# 読解用本文:
****************************************
女性外来の診察室から

No.7 心身一如を忘れない医療を。

千葉県立東金病院で女性外来を開始した当初は、器質的疾患(*1)で見落とされている症例を丁寧な問診と診察で救い上げることを目指しました。

千葉県立東金病院で女性外来を開始した当初は、器質的疾患(*1)で見落とされている症例を丁寧な問診と診察で救い上げることを目指しました。

 

平成13年9月から平成14年8月までの288名の分析では、受診者の年齢分布では、40歳から50歳代の受診者が67.4%を占め、症状分類としては、不眠、いらいら、抑うつ、のぼせ、ほてり、発汗、頭痛、肩こりなどの更年期による症状や精神症状が主体で、疾患分類でも、更年期障害42.9%、精神疾患14.5%、婦人科疾患13.1%でこれらの3分類で70%以上に達しました。

 

松果体腫瘍、脳下垂体腫瘍、甲状腺機能低下症、微小血管狭心症、線維筋痛症、慢性疲労症候群など他の医療機関で見逃されていた症例や、女性外来で始めて治療法が提示されることとなった疾患もありました。

 

2004年に東京大学医学部学生のクリニカルクラークシップ(*2)の一環として行われた女性外来フォローアップ調査では、女性外来に何が求められているのかを知る上で、多くの情報を得ることができました。調査の中で、私にとってもっとも衝撃だったのは、32名の患者に対して行われたインタビューの記録でした。記録には、医師・看護師が把握しきれていなかった真実が語られており、大いに勉強になったのです。

例えば以下のような記録が残っています。

 

Aさん(更年期障害)が千葉県立東金病院の女性外来にたどり着くまでに経験したつらい時期のこととして語られた記録:

 

『それまでは、つらく、今にでも楽になりたい、死ねたら楽になるなどと考えていた。なんにでも無欲になり、ぼーっとし、人の話も上の空でしか聞けなかったり、また、時に人の言葉が「ナイフのように突き刺さり」深く傷ついたりすることもあった。
****************************************
# 課題 A:
女性外来についての本文のうち、「2004年に東京大学医学部学」で始まり「傷ついたりすることもあった。」で終わる部分を、「インタビュー」を「聞き取り」に改めて書き直しなさい。
# 課題 B:
女性外来についての本文によれば、2004年のフォローアップ調査でインタビューが行われた患者は何名か。
# 課題 C:
女性外来についての本文の最後の文に続けて、その先を書き進めなさい。
****************************************
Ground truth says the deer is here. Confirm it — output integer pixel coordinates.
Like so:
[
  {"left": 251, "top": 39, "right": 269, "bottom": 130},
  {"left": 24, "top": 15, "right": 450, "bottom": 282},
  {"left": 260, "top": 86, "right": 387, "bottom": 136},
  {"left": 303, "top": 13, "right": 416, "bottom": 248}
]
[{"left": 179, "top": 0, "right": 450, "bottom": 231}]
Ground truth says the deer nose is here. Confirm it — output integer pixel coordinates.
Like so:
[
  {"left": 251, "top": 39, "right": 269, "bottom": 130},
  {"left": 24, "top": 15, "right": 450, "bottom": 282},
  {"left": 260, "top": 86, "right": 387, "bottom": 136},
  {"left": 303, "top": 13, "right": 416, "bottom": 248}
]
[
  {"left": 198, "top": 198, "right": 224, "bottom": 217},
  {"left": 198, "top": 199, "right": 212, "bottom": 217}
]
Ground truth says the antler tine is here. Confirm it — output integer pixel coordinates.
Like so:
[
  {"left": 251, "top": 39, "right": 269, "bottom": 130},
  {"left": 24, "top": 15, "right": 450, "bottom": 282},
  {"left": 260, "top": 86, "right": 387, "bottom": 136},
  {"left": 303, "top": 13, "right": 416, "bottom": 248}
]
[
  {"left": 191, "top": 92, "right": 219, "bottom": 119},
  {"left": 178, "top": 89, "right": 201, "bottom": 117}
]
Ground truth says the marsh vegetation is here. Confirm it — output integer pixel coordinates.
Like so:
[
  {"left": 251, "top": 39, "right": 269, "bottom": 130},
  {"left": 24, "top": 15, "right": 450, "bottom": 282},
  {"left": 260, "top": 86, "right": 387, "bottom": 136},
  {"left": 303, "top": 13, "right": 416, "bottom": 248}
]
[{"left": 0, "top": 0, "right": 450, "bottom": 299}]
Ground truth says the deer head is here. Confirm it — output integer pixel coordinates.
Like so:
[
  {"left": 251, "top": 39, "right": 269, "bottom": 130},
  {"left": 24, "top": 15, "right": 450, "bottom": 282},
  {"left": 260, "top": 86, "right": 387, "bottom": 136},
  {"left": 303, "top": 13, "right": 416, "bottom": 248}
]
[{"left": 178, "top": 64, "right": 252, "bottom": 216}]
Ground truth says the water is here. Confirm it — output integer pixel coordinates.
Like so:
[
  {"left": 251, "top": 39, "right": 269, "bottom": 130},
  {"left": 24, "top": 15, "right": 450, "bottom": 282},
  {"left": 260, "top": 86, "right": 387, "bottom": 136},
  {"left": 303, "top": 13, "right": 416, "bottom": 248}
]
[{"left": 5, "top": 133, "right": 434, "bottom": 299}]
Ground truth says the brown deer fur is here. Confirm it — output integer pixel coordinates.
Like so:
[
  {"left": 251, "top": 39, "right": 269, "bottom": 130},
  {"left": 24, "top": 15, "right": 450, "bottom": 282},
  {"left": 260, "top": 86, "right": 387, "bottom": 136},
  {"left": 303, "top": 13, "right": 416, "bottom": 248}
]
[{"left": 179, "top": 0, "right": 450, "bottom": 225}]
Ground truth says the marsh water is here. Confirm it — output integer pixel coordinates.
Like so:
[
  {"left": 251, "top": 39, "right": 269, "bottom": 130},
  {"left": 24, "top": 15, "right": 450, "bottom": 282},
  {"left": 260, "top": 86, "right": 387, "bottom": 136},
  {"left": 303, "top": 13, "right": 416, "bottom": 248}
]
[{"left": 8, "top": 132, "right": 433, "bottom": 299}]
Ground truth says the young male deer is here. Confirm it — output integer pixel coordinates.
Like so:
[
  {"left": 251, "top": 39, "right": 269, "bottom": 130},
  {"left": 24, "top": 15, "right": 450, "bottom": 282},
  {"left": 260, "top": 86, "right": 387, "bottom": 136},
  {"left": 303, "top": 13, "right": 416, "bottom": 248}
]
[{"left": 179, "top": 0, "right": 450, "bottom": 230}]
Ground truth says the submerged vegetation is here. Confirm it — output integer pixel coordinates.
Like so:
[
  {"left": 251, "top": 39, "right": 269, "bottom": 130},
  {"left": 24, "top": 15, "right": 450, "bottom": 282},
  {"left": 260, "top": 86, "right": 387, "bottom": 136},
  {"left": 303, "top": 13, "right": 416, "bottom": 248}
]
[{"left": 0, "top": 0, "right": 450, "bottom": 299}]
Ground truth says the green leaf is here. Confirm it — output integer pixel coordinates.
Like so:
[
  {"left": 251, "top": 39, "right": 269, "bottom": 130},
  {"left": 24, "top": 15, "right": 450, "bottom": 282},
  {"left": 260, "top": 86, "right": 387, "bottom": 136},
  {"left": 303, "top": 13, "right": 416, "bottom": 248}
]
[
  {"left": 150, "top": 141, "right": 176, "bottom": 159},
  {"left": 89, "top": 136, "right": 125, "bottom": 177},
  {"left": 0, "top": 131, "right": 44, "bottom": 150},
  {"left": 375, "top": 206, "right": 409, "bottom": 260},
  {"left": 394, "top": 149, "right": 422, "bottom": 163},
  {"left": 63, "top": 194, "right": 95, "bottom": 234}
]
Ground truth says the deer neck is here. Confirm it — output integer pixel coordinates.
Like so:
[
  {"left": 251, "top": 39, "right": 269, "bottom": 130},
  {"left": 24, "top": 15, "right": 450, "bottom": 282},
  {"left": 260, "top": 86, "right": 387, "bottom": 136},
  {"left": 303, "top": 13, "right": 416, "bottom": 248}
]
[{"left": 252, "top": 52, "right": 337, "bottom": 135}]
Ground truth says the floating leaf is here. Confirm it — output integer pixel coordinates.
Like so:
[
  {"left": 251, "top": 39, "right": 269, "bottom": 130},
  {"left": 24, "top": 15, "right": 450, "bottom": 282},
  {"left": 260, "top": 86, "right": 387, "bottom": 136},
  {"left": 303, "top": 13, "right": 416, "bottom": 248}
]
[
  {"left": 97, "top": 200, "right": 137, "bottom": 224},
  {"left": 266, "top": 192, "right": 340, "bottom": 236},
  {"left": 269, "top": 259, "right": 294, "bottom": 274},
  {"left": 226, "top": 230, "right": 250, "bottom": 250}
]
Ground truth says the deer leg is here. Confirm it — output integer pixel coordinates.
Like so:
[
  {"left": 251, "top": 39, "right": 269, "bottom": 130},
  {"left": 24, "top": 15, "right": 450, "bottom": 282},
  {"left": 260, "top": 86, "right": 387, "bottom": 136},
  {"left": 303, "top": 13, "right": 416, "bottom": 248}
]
****************************************
# 解答 A:
2004年に東京大学医学部学生のクリニカルクラークシップ(*2)の一環として行われた女性外来フォローアップ調査では、女性外来に何が求められているのかを知る上で、多くの情報を得ることができました。調査の中で、私にとってもっとも衝撃だったのは、32名の患者に対して行われた聞き取りの記録でした。記録には、医師・看護師が把握しきれていなかった真実が語られており、大いに勉強になったのです。

例えば以下のような記録が残っています。

 

Aさん(更年期障害)が千葉県立東金病院の女性外来にたどり着くまでに経験したつらい時期のこととして語られた記録:

 

『それまでは、つらく、今にでも楽になりたい、死ねたら楽になるなどと考えていた。なんにでも無欲になり、ぼーっとし、人の話も上の空でしか聞けなかったり、また、時に人の言葉が「ナイフのように突き刺さり」深く傷ついたりすることもあった。

# 解答 B:
32名

# 解答 C:
そのようなときには悩んで眠れなかった。他人に対しても冷たく当たってしまう。夜は、特に疲れているので、他人に会いたくなくなるし、電話にも出たくなくなる。車を運転していたあるときには、赤信号で待っている間に急にイライラしだした。発信したい衝動に駆られる自分を抑えるのに必死で、汗もだらだら流れ出てきた。また、別のあるときには、コンサートの2階席に座っていた。しかし「もう1人の自分が飛び降りそう」な気が起こり、椅子に必死にしがみつかなければならなかった。無気力な状態にあることを家族や友人などの周りの人に話してもわかってもらえず、理解してほしいと言うストレスとなる。更年期以降の女性だけが分かってくれる。

夫は「職場で同じ年齢の女性は元気に仕事している」といい、単に「ずるしてる」のではないかと疑う。このストレスからお茶碗を投げつけたこともある。』

 

この記録を読みながら、“本当に更年期障害というのは何でもありだな”と深く納得し、それ以降は「他に気になることはありませんか、よく眠れますか、イライラ、くよくよすることはありませんか、何か不安に覚えることはありませんか」とそれとなく精神症状について聞くことが多くなりました。

 

心身一如(しんしんいちにょ)。

心と体は裏表、医療においても決して両者を分けて考えてはならないことを痛感させられました。

 

 (*1)器質的疾患(きしつてきしっかん)とは、内臓や神経、筋肉、器官といった各組織において病理的・解剖的な異常が生じた事により引き起こされる疾患・疾病の総称。対義語は、機能的疾患。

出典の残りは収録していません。